[GIVEN PROBLEM] Restate, word for word, all of the material shown below.

[EXTRACTED MATERIAL]
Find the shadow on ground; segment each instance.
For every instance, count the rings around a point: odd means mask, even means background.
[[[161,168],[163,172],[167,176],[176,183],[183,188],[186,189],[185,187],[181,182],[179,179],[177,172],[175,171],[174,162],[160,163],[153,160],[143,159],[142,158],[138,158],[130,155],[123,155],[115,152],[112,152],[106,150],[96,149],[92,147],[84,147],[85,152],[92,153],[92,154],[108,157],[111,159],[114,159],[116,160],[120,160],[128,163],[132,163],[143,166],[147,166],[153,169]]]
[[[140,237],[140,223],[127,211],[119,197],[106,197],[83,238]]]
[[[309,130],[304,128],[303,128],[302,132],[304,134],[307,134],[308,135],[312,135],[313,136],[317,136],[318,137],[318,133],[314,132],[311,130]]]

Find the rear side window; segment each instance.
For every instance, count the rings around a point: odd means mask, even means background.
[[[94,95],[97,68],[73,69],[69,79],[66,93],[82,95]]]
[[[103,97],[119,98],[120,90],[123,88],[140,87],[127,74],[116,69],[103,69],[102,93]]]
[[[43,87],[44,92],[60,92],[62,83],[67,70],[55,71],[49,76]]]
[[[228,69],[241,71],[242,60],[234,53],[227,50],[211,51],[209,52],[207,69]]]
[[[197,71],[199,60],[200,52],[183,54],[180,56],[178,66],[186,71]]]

[OUTPUT FOR THIS EXERCISE]
Find the shadow on ground; segment each instance.
For every instance, count the rings around a point: odd means mask, even means background.
[[[161,168],[163,172],[167,176],[176,183],[183,188],[186,189],[185,187],[181,182],[179,179],[177,172],[175,171],[174,162],[160,163],[153,160],[143,159],[142,158],[138,158],[130,155],[123,155],[115,152],[112,152],[106,150],[96,149],[92,147],[84,147],[85,152],[92,153],[92,154],[108,157],[111,159],[114,159],[116,160],[120,160],[128,163],[132,163],[143,166],[147,166],[153,169]]]
[[[140,237],[140,223],[127,211],[119,197],[106,197],[83,238]]]
[[[309,130],[304,128],[303,128],[302,132],[304,134],[307,134],[308,135],[312,135],[313,136],[317,136],[318,137],[318,133],[314,132],[311,130]]]

Find the rear side window; segment each instance.
For every instance, count the rings around a point: odd means mask, even means background.
[[[94,95],[97,68],[73,69],[69,79],[66,93],[82,95]]]
[[[103,97],[119,98],[120,90],[123,88],[140,87],[127,74],[116,69],[103,69],[102,93]]]
[[[43,87],[44,92],[60,92],[62,83],[67,70],[55,71],[49,76]]]
[[[228,69],[241,71],[242,60],[234,53],[227,50],[211,51],[209,52],[207,69]]]
[[[197,71],[199,60],[200,52],[183,54],[180,56],[178,66],[186,71]]]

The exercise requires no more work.